SHORT EXERCISE:
Rewrite the data below, replacing each occurrence of "fire truck" with "fire engine" and leaving everything else unchanged.

Data records:
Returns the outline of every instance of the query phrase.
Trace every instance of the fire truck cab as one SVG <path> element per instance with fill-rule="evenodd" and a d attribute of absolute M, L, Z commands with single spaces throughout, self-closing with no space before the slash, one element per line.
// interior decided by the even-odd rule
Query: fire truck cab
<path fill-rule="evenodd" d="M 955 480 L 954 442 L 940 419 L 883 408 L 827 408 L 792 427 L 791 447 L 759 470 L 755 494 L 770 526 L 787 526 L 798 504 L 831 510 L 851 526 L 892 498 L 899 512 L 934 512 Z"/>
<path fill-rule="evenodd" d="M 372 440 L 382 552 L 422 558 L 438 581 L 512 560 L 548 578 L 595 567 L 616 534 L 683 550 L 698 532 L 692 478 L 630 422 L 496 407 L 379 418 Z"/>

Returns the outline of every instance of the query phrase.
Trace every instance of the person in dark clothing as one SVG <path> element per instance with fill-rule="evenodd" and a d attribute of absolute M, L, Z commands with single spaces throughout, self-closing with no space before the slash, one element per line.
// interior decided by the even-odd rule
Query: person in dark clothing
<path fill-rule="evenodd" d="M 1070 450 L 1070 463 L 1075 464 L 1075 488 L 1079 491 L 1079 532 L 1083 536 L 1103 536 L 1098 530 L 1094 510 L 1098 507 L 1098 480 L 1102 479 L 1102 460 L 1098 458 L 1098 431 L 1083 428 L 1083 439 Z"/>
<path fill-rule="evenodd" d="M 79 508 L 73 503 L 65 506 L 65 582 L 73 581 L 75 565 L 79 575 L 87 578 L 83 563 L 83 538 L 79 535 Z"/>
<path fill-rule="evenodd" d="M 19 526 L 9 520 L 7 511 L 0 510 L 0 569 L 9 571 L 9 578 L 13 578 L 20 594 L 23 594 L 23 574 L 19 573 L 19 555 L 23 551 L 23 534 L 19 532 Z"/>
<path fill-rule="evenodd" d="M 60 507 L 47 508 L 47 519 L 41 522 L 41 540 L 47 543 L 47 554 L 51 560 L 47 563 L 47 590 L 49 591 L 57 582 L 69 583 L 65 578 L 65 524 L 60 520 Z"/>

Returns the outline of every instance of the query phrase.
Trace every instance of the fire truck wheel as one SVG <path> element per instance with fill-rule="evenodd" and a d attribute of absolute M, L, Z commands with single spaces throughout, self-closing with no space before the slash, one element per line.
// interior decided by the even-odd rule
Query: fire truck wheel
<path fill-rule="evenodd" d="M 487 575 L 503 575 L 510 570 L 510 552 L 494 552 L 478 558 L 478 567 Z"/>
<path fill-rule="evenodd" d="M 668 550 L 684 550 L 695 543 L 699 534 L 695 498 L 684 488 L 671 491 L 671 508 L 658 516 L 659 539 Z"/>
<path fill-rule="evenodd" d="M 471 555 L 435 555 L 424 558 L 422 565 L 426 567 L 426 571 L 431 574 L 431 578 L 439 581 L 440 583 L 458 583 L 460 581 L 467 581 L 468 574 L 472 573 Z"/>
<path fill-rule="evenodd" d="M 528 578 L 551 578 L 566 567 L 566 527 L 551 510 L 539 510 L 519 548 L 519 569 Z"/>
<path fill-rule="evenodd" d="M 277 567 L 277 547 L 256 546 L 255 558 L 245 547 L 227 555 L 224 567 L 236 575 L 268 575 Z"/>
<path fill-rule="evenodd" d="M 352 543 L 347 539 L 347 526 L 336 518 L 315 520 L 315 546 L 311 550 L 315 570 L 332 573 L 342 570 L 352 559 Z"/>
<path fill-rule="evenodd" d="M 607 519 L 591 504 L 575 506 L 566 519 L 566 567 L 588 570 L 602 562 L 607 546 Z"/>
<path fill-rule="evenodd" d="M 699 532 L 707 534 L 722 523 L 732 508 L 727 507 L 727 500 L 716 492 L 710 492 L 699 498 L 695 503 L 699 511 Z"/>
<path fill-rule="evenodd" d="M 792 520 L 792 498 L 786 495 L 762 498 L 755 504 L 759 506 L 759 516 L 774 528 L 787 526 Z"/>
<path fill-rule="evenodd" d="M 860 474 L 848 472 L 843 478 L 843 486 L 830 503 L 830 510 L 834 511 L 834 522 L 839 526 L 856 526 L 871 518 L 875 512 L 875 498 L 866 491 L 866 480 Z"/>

TASK OUTPUT:
Returns the outline of every instance of the query phrase.
Trace every instance of the fire engine cab as one SVG <path> element per instance with fill-rule="evenodd" and a d attribute of absolute M, L, Z commands with single spaces throughout, self-closing with no space before the slash, one element per line.
// interior decided by the even-odd rule
Query: fire engine cab
<path fill-rule="evenodd" d="M 955 480 L 954 442 L 940 419 L 883 408 L 827 408 L 792 427 L 791 447 L 759 470 L 755 494 L 770 526 L 787 526 L 798 504 L 831 510 L 851 526 L 892 498 L 899 512 L 934 512 Z"/>
<path fill-rule="evenodd" d="M 372 440 L 382 552 L 422 558 L 438 581 L 512 560 L 548 578 L 595 567 L 616 534 L 683 550 L 698 532 L 692 478 L 630 422 L 496 407 L 379 418 Z"/>

Returns the outline of every instance of the query phrase.
Trace every instance of the person in dark clothing as one SVG <path> element per instance with fill-rule="evenodd" and a d attribute of absolute M, L, Z commands with single spaces throughout, self-closing with no space before the slash, one element per line.
// interior decided by the even-odd rule
Query: person in dark clothing
<path fill-rule="evenodd" d="M 1070 450 L 1070 463 L 1075 464 L 1075 488 L 1079 491 L 1079 532 L 1083 536 L 1103 536 L 1098 530 L 1094 510 L 1098 507 L 1098 480 L 1102 479 L 1102 460 L 1098 458 L 1098 431 L 1083 428 L 1083 439 Z"/>
<path fill-rule="evenodd" d="M 79 508 L 73 503 L 65 506 L 65 582 L 73 581 L 75 565 L 79 575 L 87 578 L 83 563 L 83 538 L 79 535 Z"/>
<path fill-rule="evenodd" d="M 19 526 L 9 520 L 7 511 L 0 510 L 0 569 L 9 571 L 9 578 L 13 578 L 20 594 L 23 594 L 23 574 L 19 573 L 19 555 L 23 551 L 23 534 L 19 532 Z"/>
<path fill-rule="evenodd" d="M 60 507 L 47 508 L 47 519 L 41 522 L 41 540 L 47 543 L 47 554 L 51 560 L 47 563 L 47 590 L 49 591 L 57 582 L 69 583 L 65 578 L 65 524 L 60 520 Z"/>

Returns the outline of every instance of the query phrase.
Trace every instance of the fire engine wheel as one SVG <path> element per instance with fill-rule="evenodd" and a d attribute of absolute M, L, Z commands with single spaces throughout, self-closing with no space before the slash, one element per line.
// interior decided by the even-odd rule
Query: fire engine wheel
<path fill-rule="evenodd" d="M 487 575 L 503 575 L 510 570 L 510 552 L 494 552 L 478 558 L 478 567 Z"/>
<path fill-rule="evenodd" d="M 668 550 L 684 550 L 695 543 L 699 534 L 695 498 L 684 488 L 671 491 L 671 508 L 658 516 L 659 539 Z"/>
<path fill-rule="evenodd" d="M 471 555 L 435 555 L 424 558 L 422 565 L 426 567 L 426 571 L 431 574 L 431 578 L 439 581 L 440 583 L 458 583 L 460 581 L 467 581 L 468 574 L 472 573 Z"/>
<path fill-rule="evenodd" d="M 528 578 L 551 578 L 566 567 L 566 527 L 551 510 L 539 510 L 519 548 L 519 569 Z"/>
<path fill-rule="evenodd" d="M 277 567 L 277 547 L 256 546 L 255 558 L 245 547 L 227 555 L 224 567 L 236 575 L 268 575 Z"/>
<path fill-rule="evenodd" d="M 352 543 L 347 539 L 347 526 L 336 518 L 315 520 L 315 546 L 311 550 L 315 570 L 332 573 L 342 570 L 352 559 Z"/>
<path fill-rule="evenodd" d="M 607 519 L 591 504 L 575 506 L 566 519 L 566 567 L 588 570 L 602 562 L 607 546 Z"/>
<path fill-rule="evenodd" d="M 699 532 L 707 534 L 722 523 L 732 508 L 727 507 L 727 500 L 716 492 L 710 492 L 699 498 L 695 503 L 699 511 Z"/>
<path fill-rule="evenodd" d="M 792 520 L 792 498 L 786 495 L 762 498 L 755 504 L 759 506 L 759 516 L 774 528 L 787 526 Z"/>
<path fill-rule="evenodd" d="M 860 474 L 848 472 L 843 478 L 843 486 L 830 503 L 830 510 L 834 511 L 834 522 L 839 526 L 856 526 L 871 518 L 875 512 L 875 498 L 866 491 L 866 480 Z"/>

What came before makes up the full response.